* Coordinate labeling data
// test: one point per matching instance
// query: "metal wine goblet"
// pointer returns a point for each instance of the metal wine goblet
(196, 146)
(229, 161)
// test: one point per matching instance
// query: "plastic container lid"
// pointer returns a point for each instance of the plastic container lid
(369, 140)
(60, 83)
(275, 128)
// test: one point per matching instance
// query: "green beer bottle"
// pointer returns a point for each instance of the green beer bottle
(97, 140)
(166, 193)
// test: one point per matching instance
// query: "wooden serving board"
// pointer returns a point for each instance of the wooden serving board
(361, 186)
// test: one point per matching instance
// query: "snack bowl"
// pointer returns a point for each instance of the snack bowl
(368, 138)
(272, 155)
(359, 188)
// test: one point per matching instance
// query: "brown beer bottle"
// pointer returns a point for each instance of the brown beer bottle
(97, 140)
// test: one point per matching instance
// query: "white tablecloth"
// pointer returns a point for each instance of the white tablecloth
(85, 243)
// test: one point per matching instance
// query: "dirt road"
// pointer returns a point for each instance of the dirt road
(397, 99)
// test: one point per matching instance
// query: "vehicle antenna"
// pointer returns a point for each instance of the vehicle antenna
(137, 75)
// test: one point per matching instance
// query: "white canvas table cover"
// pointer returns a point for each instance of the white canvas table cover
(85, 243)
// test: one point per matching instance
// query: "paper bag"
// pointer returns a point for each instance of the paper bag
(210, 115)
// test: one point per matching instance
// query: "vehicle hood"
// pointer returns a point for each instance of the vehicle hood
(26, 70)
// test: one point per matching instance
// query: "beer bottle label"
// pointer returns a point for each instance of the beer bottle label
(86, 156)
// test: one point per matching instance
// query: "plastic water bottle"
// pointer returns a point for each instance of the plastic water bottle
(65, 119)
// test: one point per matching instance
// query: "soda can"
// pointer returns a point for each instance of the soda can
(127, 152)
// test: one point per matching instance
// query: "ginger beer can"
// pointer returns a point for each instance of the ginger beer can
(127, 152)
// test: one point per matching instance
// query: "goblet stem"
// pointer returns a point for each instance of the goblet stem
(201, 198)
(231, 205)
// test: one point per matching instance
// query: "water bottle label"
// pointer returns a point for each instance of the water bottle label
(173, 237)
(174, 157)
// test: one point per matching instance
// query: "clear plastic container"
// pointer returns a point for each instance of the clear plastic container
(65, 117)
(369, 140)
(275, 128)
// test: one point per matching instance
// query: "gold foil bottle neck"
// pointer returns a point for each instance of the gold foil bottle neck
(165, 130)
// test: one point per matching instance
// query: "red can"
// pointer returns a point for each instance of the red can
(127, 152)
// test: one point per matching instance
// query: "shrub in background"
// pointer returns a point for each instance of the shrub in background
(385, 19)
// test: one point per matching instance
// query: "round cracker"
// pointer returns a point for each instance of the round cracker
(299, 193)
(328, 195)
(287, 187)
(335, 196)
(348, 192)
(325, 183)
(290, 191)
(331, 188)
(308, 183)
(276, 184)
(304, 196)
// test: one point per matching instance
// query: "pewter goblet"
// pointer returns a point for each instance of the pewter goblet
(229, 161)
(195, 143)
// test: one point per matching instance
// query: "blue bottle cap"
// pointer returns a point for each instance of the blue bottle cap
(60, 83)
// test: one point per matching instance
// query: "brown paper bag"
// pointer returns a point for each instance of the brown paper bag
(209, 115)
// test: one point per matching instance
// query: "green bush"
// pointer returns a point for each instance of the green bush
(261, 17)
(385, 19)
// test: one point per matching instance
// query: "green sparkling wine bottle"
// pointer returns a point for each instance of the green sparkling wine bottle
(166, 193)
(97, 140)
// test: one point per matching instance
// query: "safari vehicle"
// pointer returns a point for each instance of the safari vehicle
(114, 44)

* Directions for this task
Print the whole listing exactly as it is.

* Exercise solution
// test: one point per matching instance
// query: "metal wine goblet"
// pointer returns a point for each instance of the metal wine goblet
(196, 146)
(229, 161)
// test: one point per matching instance
// query: "plastic container lid"
// pointer returns a point for each instance of the plastic container lid
(369, 140)
(60, 83)
(275, 128)
// test: one point per matching instance
// query: "green beer bottle"
// pointer returns a point for each instance of the green beer bottle
(97, 140)
(166, 193)
// test: one point per matching instance
// query: "wooden serving board"
// pointer returns a point for each instance of the wooden serving board
(361, 186)
// test: one point per matching instance
// query: "snack bowl"
// pointer returns a point for each instance of the snack bowl
(368, 138)
(272, 155)
(359, 188)
// test: one point per matching instance
// query: "brown beer bottle"
// pointer returns a point for each instance of the brown beer bottle
(97, 140)
// test: one point per matching instance
// query: "white tablecloth"
// pointer returns a point for each instance of the white tablecloth
(85, 243)
// test: one point per matching instance
// query: "dirt road"
// pointer returns a point for each instance of the dirt road
(397, 99)
// test: one point per matching instance
// query: "vehicle antenna"
// pointer returns a point for each instance of the vehicle antenna
(137, 75)
// test: one point per matching instance
// query: "white canvas table cover"
// pointer returns a point for each instance of the white canvas table cover
(85, 243)
// test: one point per matching instance
// query: "paper bag"
// pointer returns a point for each instance of the paper bag
(210, 115)
// test: one point per matching instance
// query: "vehicle hood"
// pointer returns a point for each instance of the vehicle hood
(26, 70)
// test: one point per matching instance
// query: "beer bottle label"
// pointer returns a point for each instance of the beer bottle label
(86, 156)
// test: one point per matching instance
// query: "plastic water bottle"
// pointer returns a point for each instance of the plastic water bottle
(65, 119)
// test: one point per matching instance
// query: "soda can"
// pointer returns a point for each instance of the soda can
(127, 152)
// test: one point per matching instance
// query: "ginger beer can"
// pointer returns a point for each instance of the ginger beer can
(127, 152)
// test: one point per matching instance
// query: "goblet stem"
// pointer returns a point for each instance of the goblet stem
(201, 198)
(231, 205)
// test: one point per matching instance
// query: "water bottle label"
// pointer returns a point for each instance of the water bottle label
(173, 237)
(174, 157)
// test: one point per matching instance
// query: "clear plastic container"
// pointer returns a point for each instance of the clear plastic container
(65, 117)
(369, 140)
(275, 128)
// test: one point per matching instance
// query: "gold foil bottle neck"
// pointer returns a point for each instance of the gold foil bottle neck
(165, 130)
// test: one point per matching instance
// query: "red can"
// pointer returns a point for each instance of the red can
(127, 152)
// test: one point per matching instance
// query: "shrub in background"
// pointer returns a point for each instance of the shrub in background
(385, 19)
// test: one point per matching instance
// query: "round cracker"
// pointer returns a point for each instance of the round cracker
(299, 193)
(328, 195)
(287, 187)
(335, 196)
(348, 192)
(325, 183)
(290, 191)
(331, 188)
(308, 183)
(276, 184)
(304, 196)
// test: one point per matching instance
// query: "pewter goblet"
// pointer returns a point for each instance of the pewter goblet
(229, 161)
(195, 143)
// test: one point per matching instance
// query: "blue bottle cap"
// pointer returns a point for each instance of the blue bottle cap
(60, 83)
// test: one point per matching instance
// query: "brown paper bag"
// pointer returns a point for each instance of the brown paper bag
(209, 115)
// test: one point per matching instance
// query: "green bush"
// pointer returns a point for each instance of the green bush
(261, 17)
(385, 19)
// test: one point per matching instance
// query: "green sparkling wine bottle"
// pointer returns a point for each instance of the green sparkling wine bottle
(166, 193)
(97, 140)
// test: one point per matching instance
// query: "safari vehicle"
// pointer returns a point for each instance of the safari vehicle
(114, 44)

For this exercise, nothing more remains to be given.